==== Material for this exercise
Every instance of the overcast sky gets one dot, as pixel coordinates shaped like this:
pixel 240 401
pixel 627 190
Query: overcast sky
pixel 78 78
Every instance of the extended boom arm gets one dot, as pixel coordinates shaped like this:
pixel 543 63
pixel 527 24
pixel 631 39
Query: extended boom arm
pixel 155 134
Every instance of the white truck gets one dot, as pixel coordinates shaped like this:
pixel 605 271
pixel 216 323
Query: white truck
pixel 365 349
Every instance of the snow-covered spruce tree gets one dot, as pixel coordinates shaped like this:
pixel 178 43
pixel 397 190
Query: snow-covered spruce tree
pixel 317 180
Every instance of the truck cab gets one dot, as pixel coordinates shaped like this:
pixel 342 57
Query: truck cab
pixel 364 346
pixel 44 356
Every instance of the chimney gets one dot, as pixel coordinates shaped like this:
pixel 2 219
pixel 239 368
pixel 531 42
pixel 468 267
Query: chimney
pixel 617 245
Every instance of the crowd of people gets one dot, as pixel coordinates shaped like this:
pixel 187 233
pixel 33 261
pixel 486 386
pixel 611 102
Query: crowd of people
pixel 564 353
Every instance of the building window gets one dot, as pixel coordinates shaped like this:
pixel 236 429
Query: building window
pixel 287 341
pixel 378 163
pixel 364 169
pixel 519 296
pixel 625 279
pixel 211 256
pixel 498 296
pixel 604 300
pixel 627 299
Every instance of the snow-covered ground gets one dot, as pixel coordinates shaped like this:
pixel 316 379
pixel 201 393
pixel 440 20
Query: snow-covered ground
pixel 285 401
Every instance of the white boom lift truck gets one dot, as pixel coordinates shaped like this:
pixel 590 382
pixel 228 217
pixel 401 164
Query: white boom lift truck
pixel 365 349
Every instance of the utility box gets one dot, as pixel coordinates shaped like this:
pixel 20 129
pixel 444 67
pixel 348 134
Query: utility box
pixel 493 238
========
Only lines with the word "coordinates" should be collected from the material.

Every instance of the overcast sky gets one dot, as pixel coordinates shaped like this:
Every instance of the extended boom arm gets one dot, as pixel coordinates shaped like this:
Every instance of the white truck gets one dot, as pixel coordinates shaped like this:
Every instance of the snow-covered spruce tree gets one dot, as pixel coordinates shaped like this:
Every instance of the truck cab gets one dot, as pixel coordinates shaped like this:
Every instance of the chimney gets one dot, as pixel coordinates shaped like this:
Every instance of the crowd of people gets one dot, as pixel coordinates shaped like this:
Every instance of the building window gets one dot, as pixel coordinates shaped like this:
Every instance of the snow-covered ground gets one dot, as pixel coordinates shaped like this:
Every instance of the white boom lift truck gets one dot, as pixel coordinates shaped like this:
Every instance of the utility box gets one dot, as pixel coordinates shaped like this:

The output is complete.